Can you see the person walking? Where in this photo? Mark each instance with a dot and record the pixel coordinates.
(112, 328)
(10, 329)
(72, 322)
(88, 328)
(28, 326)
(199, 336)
##############################
> **WHAT THE TASK REQUIRES**
Repeat back all of the material, character for character.

> **EXERCISE RESULT**
Can you see the person walking? Where in this photo? Mark each instance with a dot and record the pixel coordinates.
(112, 328)
(10, 329)
(72, 322)
(88, 328)
(28, 326)
(199, 336)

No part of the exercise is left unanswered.